> WHAT IS BEING ASKED: In the farmhouse article, why would the house have held little appeal for most people? Answer in one to three sentences.

Real home: this 18th-century farmhouse has been updated for modern family life

Idyllic childhood memories of days spent outdoors in the countryside brought Melissa Jolly back home to tackle a renovation project that would involve the whole family

bespoke blue kitchen in 18th century farmhouse
(Image credit: Kasia Fiszer)

Untouched for 60 years, without mains water or central heating, and with chronic damp problems, the dilapidated former farmhouse would have held little appeal for most people. Melissa and Charlie Jolly, however, aren’t your average househunters. The couple are seasoned renovators and updated their five previous homes. 

This time, however, they were looking for somewhere rural with plenty of outdoor space for garden designer Melissa to enjoy, and somewhere to suit the family’s changing needs as their children grew up. The couple cast their net wide in the search for the perfect project, never suspecting  it would be right on their doorstep. Or, strictly speaking, on Melissa’s parents’ doorstep. 

Inspired to tackle your own project? We have masses of ideas and helpful advice on what to do and where to start in our feature on house renovation. For more real home transformations, head to our hub page.

> MATERIAL:
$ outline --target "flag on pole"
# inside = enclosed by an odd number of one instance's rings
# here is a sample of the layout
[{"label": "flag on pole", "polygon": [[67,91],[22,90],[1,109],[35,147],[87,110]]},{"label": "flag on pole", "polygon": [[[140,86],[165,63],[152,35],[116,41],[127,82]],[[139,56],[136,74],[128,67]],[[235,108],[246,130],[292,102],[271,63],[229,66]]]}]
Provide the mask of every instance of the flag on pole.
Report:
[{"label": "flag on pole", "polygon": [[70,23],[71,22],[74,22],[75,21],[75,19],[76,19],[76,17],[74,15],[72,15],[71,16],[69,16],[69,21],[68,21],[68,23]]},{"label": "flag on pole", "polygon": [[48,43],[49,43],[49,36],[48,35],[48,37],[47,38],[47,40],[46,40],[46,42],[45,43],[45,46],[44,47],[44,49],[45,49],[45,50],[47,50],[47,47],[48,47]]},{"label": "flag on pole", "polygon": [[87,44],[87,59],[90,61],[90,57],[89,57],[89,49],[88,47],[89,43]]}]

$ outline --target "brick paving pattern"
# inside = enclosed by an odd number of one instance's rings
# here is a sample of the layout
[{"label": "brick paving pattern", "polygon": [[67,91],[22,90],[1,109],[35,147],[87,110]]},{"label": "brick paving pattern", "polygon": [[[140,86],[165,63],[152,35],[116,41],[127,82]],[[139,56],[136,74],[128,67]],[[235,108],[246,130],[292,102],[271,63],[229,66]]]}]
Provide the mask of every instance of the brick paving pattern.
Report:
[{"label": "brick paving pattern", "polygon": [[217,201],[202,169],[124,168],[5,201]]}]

---

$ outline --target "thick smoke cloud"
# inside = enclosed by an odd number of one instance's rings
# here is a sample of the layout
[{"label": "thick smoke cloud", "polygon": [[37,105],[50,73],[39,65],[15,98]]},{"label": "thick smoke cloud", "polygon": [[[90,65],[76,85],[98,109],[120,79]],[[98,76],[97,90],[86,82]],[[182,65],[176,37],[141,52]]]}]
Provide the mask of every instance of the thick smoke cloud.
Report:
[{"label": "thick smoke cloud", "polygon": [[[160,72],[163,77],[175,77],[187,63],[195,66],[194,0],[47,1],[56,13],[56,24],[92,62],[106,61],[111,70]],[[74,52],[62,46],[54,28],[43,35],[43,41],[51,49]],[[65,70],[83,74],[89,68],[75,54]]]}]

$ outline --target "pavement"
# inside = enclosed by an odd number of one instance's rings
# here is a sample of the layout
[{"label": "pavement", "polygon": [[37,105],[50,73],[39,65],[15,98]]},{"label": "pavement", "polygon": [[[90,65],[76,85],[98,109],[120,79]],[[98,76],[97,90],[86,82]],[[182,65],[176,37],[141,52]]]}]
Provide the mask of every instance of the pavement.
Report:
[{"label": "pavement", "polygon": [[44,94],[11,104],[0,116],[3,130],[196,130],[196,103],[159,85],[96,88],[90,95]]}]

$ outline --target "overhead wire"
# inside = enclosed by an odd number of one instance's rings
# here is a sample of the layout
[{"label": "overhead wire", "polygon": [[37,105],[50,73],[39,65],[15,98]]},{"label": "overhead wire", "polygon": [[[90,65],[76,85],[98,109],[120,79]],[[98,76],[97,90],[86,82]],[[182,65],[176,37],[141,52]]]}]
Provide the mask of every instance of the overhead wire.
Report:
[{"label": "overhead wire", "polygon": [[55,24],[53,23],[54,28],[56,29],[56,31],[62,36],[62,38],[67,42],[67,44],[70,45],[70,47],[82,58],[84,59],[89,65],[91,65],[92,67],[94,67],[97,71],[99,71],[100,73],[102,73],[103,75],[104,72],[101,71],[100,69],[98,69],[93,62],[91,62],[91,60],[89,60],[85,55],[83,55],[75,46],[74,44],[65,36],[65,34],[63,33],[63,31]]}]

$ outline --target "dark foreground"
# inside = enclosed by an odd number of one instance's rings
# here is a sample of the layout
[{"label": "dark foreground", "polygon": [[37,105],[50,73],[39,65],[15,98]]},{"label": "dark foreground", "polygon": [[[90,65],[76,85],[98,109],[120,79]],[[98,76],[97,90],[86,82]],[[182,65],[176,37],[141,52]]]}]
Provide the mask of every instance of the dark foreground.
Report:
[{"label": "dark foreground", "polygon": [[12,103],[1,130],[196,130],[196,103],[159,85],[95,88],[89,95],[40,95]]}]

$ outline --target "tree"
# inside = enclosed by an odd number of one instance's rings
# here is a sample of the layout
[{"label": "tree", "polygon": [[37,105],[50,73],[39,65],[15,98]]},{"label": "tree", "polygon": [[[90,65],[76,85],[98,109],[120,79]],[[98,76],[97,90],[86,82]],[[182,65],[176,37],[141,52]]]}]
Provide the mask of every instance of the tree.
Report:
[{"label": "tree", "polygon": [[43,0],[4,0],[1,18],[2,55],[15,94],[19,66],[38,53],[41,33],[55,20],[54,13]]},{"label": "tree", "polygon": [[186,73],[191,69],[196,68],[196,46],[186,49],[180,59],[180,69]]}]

> THE SOLUTION: The former farmhouse had been untouched for 60 years, had no mains water or central heating, and had chronic damp problems.